Stored items:
==================================================

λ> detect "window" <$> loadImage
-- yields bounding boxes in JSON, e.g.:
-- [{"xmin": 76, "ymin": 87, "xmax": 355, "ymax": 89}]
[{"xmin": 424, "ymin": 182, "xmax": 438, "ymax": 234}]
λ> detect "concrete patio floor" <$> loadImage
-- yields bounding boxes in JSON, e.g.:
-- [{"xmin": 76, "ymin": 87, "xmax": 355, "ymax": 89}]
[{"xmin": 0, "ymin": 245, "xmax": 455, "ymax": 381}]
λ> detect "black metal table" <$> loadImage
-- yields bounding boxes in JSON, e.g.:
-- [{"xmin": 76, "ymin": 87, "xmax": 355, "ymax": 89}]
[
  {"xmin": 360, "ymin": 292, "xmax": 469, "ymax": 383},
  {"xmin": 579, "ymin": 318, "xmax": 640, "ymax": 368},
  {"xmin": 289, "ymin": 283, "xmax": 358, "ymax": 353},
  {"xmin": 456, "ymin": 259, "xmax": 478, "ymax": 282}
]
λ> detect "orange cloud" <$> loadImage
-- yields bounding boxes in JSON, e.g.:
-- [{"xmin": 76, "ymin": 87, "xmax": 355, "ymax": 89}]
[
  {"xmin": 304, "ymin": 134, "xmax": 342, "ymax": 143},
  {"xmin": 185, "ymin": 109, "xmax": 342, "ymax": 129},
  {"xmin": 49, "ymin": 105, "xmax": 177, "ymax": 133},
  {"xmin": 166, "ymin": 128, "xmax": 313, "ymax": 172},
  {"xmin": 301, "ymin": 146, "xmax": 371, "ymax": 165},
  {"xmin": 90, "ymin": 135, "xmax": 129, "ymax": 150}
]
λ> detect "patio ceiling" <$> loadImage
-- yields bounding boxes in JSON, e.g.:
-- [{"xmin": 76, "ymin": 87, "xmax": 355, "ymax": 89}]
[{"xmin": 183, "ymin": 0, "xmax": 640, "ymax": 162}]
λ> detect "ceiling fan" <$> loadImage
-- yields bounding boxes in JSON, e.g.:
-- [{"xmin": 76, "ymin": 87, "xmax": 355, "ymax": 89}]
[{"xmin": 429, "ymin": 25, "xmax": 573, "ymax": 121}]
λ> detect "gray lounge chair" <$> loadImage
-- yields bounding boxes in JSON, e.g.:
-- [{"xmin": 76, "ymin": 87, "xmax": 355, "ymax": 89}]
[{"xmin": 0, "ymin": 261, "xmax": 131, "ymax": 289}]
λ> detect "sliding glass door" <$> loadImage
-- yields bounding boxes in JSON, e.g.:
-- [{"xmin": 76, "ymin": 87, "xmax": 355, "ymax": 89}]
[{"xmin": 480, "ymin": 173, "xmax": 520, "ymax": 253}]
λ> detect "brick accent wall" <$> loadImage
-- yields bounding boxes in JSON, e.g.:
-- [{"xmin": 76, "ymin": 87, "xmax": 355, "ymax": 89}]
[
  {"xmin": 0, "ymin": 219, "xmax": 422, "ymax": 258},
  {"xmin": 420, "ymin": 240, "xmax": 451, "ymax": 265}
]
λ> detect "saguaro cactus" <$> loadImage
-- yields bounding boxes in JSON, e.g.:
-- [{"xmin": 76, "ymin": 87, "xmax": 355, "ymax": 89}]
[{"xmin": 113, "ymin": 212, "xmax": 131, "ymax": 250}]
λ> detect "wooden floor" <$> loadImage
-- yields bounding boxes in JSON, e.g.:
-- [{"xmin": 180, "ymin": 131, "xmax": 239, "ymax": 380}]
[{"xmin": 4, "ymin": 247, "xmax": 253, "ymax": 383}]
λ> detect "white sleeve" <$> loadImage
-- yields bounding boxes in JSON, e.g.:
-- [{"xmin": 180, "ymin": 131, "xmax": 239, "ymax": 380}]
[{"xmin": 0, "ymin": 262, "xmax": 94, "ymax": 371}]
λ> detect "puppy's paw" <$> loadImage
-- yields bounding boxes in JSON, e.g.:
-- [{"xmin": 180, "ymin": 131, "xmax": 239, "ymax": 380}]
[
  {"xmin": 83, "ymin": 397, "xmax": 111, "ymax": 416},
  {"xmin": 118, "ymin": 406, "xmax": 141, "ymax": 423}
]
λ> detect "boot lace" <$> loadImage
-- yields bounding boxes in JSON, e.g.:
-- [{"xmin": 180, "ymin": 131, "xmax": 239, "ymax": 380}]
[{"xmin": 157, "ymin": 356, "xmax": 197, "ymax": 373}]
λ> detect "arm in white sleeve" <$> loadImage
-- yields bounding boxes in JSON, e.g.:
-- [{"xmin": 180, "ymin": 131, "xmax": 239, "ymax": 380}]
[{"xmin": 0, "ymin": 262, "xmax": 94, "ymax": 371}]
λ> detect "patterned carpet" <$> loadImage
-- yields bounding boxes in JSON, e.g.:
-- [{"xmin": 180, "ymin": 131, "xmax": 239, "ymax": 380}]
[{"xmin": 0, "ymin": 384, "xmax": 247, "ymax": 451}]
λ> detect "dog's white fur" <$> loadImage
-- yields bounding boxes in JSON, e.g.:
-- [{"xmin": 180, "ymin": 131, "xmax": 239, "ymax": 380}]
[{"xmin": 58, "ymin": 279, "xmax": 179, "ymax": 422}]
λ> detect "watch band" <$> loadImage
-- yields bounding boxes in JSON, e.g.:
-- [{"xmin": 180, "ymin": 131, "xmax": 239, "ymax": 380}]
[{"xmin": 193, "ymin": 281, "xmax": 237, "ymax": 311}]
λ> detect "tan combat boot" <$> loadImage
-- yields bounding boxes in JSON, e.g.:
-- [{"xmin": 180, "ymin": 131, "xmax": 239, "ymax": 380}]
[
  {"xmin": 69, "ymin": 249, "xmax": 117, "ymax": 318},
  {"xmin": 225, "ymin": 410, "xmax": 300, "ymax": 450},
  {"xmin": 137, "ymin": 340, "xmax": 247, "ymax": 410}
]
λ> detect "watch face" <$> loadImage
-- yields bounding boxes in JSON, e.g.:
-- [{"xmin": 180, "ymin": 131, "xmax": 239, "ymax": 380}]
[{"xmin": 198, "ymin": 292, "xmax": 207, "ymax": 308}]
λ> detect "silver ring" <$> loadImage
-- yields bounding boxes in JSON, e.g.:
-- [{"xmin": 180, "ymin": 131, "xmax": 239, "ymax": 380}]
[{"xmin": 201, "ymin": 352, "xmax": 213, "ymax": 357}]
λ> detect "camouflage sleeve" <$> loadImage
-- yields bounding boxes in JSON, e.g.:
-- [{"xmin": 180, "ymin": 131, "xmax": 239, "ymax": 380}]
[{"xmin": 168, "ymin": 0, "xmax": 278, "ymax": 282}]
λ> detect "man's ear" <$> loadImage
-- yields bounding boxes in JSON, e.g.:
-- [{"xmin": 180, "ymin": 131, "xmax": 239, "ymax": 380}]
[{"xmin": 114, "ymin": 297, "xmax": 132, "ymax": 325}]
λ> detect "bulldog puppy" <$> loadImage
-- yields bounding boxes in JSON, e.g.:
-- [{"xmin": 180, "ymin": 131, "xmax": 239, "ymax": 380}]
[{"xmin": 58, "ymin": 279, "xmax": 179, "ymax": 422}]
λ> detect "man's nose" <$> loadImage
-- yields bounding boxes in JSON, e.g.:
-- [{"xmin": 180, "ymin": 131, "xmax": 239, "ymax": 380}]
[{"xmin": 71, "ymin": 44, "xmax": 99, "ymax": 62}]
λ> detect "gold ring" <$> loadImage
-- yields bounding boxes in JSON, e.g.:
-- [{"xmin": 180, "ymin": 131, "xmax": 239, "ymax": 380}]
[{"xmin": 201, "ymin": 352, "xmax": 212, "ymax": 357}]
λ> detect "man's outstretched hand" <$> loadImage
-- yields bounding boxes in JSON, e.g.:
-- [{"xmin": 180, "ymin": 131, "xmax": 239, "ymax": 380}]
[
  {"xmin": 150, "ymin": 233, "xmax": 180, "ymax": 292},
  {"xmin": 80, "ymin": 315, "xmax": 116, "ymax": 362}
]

==================================================

■ THE TASK
Count how many lines contain the string "boot", matching case exactly, and give only the number.

■ RIGHT ANSWER
2